(Recorded data)
>>>

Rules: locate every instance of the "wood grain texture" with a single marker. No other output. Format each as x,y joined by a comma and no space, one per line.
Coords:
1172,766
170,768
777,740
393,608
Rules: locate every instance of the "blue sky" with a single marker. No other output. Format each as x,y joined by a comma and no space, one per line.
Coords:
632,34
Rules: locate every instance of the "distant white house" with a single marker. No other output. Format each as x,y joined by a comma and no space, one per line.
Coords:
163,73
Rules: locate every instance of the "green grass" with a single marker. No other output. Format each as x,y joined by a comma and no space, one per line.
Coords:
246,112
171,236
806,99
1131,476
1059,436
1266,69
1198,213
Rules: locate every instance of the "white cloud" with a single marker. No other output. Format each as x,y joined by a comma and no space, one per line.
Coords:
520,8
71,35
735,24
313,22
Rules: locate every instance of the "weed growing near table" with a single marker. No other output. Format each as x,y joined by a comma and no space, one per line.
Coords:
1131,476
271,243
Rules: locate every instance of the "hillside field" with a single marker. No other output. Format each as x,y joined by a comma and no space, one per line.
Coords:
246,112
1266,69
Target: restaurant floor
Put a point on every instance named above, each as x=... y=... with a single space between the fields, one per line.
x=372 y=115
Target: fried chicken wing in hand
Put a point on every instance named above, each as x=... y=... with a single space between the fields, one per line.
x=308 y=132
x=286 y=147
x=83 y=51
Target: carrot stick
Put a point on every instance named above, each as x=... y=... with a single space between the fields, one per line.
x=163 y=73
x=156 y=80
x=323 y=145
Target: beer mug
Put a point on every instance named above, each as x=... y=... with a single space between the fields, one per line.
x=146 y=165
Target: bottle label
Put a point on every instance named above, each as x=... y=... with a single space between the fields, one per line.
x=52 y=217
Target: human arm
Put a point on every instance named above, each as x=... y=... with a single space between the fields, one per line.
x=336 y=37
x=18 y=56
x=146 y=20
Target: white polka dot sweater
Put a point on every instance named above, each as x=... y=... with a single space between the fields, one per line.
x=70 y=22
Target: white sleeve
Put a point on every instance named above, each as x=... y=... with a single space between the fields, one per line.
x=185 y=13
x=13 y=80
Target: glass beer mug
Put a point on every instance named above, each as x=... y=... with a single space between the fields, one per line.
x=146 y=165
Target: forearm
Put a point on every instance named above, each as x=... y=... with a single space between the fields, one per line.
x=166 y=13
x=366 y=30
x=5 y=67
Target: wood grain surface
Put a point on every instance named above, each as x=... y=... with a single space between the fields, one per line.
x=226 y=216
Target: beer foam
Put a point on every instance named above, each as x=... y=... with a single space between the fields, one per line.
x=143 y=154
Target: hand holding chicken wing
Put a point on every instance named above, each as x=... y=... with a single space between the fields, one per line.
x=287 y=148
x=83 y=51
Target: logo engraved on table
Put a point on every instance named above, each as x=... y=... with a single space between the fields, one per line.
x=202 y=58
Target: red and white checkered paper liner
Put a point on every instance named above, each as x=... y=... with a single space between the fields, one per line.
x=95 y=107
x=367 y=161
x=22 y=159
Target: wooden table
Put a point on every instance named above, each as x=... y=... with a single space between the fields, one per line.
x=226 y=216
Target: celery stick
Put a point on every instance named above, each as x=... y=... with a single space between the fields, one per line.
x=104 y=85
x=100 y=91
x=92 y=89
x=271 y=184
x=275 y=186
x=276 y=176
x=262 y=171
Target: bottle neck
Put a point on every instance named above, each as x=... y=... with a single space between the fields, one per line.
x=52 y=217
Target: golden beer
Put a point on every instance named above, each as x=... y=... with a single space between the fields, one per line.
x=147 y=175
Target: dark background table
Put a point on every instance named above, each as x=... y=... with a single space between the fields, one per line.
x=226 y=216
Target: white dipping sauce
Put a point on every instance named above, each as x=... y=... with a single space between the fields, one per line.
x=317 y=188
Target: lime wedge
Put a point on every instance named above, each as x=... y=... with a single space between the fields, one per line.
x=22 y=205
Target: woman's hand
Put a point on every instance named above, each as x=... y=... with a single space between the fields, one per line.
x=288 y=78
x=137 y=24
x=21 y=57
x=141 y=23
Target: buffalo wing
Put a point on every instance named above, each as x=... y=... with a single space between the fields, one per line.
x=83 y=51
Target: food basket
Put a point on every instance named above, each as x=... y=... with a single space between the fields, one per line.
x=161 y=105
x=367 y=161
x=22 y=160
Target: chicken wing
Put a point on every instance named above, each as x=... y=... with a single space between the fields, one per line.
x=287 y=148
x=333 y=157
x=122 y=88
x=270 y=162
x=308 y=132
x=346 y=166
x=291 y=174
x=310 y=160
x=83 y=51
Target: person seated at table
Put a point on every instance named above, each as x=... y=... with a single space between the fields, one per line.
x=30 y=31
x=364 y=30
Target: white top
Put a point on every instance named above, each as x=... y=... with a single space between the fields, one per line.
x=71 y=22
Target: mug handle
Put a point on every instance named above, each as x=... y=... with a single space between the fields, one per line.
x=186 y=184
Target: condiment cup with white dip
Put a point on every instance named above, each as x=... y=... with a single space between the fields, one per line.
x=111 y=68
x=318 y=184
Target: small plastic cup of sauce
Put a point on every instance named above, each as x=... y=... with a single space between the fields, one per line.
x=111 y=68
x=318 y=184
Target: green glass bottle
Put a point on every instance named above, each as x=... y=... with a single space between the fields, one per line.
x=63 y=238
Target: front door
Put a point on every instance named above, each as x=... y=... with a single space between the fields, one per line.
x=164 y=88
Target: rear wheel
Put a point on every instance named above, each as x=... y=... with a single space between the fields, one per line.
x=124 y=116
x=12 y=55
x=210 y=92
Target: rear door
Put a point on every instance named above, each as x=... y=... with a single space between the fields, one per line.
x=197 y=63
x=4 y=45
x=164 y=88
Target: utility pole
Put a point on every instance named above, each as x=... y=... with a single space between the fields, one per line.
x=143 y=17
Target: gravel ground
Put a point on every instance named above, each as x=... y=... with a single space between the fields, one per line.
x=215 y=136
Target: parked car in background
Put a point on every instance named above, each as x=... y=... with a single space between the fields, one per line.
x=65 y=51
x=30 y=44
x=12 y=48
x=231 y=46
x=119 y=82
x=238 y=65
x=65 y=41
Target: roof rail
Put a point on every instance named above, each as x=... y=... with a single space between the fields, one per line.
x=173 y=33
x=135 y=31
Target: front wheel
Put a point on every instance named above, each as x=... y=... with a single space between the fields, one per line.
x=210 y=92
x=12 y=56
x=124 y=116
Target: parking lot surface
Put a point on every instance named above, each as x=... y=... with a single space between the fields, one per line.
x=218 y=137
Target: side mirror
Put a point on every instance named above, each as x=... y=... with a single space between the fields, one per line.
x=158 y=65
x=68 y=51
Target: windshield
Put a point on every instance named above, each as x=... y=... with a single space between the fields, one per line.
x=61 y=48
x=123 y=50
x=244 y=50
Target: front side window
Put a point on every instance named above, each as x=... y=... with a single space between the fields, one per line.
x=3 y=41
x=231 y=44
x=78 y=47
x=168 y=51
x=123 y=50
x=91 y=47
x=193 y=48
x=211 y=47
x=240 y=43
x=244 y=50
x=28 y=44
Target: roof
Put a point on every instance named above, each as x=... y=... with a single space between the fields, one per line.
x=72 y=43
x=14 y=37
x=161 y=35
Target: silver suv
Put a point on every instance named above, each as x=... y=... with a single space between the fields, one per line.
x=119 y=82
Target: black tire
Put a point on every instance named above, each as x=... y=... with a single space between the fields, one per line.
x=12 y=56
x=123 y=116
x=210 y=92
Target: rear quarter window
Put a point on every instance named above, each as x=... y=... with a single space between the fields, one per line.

<<<

EXERCISE
Give the rows from the line holding "Target: logo engraved on table" through the line holding "x=317 y=188", inclusive, again, swapping "golden" for "amber" and leaving all else unchanged.

RESULT
Target: logo engraved on table
Put a point on every instance named above, each as x=... y=... with a single space between the fields, one per line.
x=202 y=58
Target: red and white checkered paper liner
Put a point on every instance named above, each as x=... y=... with a single space between the fields, one per line.
x=95 y=107
x=367 y=161
x=22 y=159
Target: wooden table
Put a point on every instance named above, each as x=... y=... with a single space between the fields, one per line.
x=226 y=216
Target: celery stick
Put a point on every instance named above, each as x=... y=... with a single space between the fields, one per line.
x=104 y=85
x=100 y=91
x=92 y=89
x=271 y=184
x=275 y=186
x=276 y=176
x=262 y=171
Target: bottle neck
Put a point on every instance named above, each as x=... y=... with a single space between the fields, one per line.
x=52 y=217
Target: amber beer
Put a point on every instance named above, each as x=... y=... with a single space between the fields, one per line.
x=147 y=175
Target: dark background table
Put a point on every instance named above, each as x=... y=... with a single space between the fields, one per line.
x=226 y=216
Target: white dipping sauce
Put a point on every instance named above, each as x=... y=... with a single space between the fields, one per line.
x=317 y=188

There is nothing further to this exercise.